▶ [Auszug]:
○ ○ ○ ○
Vom kleinen zum großen Mangel

Die Reinigungsfirma hatte die Bauendreinigung einer Pfosten-Riegelfassade (5 m breit, 8 m hoch) eines Altenheimes durchgeführt. Bei der Bauabnahme wurden auf den Außenscheiben der Isoliergläser Kratzer festgestellt und bemängelt. Nach einer Vorbesichtigung, bei der sich der Schaden bestätigte, meldete die Reinigungsfirma den Schaden der Versicherung. Diese beauftragte ein Gutachten, um zu klären: Wie viele der gemeldeten Gläser sind zerkratzt? Worauf sind die Schäden zurückzuführen? Wie kann der Schaden behoben werden?

Beim Ortstermin mit dem Gutachter wurden 24 Isoliergläser sowie die Scheibe der Eingangstür untersucht und die Kratzer bestätigt (kleines Foto). Mithilfe eines Lasermessgeräts wurde folgender Scheibenaufbau für die vier ebenerdigen ISO-Scheiben ermittelt: Innenscheibe 6 mm VSG (2 x 3 mm Float mit 0,76 mm PVB-Folie), 16 mm SZR, Außen­scheibe 6 mm monolithisches Glas mit Stempel für „Einscheiben-Sicherheitsglas ESG“. Die übrigen Isoliergläser hatten den Aufbau: Innenscheibe 6 mm monolithisches Glas, 16 mm SZR, Außenscheibe 6 mm monolithisches Glas mit Stempel für „Einscheiben-Sicherheitsglas ESG“. Und an diesem Punkt nahm der vorliegende Fall eine ganz neue Wendung.
○ ○ ○ ○
▶ [Aufgaben]:
**A.** Was wurde laut dem Auszug über die zerkratzte Fassade beim Ortstermin mit dem Gutachter untersucht?
**B.** Tausche in den Datensätzen „jersey“ gegen „shirt“, und zwar ab der Zeile mit „and white striped“ bis zum Ende der Datensätze. Gib nur diese Zeilen wieder.

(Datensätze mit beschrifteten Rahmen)
○ ○ ○ ○
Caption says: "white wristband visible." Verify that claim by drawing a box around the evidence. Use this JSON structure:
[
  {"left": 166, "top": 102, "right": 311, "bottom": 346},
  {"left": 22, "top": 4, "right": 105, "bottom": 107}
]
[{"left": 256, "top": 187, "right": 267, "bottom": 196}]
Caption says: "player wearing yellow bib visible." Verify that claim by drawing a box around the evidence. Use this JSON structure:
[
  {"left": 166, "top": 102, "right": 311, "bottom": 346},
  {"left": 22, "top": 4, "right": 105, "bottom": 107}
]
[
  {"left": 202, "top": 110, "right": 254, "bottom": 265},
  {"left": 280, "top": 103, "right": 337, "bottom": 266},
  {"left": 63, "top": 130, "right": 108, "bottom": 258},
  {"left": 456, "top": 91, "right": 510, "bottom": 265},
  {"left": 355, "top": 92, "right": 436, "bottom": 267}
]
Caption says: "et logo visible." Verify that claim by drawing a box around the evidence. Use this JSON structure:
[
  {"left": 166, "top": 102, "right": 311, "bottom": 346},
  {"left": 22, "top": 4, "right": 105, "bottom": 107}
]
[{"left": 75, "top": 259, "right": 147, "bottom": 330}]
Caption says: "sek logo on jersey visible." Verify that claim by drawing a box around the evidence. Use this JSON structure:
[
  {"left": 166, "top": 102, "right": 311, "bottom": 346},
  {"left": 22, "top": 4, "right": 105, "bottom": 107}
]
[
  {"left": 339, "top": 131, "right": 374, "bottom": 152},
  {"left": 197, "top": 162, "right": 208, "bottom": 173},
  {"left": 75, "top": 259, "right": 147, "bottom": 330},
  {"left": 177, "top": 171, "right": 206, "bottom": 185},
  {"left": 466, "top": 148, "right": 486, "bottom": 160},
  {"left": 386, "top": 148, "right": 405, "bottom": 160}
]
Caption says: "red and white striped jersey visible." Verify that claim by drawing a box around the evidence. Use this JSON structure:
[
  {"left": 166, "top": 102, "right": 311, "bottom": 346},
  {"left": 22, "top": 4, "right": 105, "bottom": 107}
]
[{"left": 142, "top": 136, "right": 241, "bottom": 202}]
○ ○ ○ ○
▶ [Gegebene Antworten]:
**A.** 24 Isoliergläser sowie die Scheibe der Eingangstür.

**B.**
Caption says: "red and white striped shirt visible." Verify that claim by drawing a box around the evidence. Use this JSON structure:
[
  {"left": 166, "top": 102, "right": 311, "bottom": 346},
  {"left": 22, "top": 4, "right": 105, "bottom": 107}
]
[{"left": 142, "top": 136, "right": 241, "bottom": 202}]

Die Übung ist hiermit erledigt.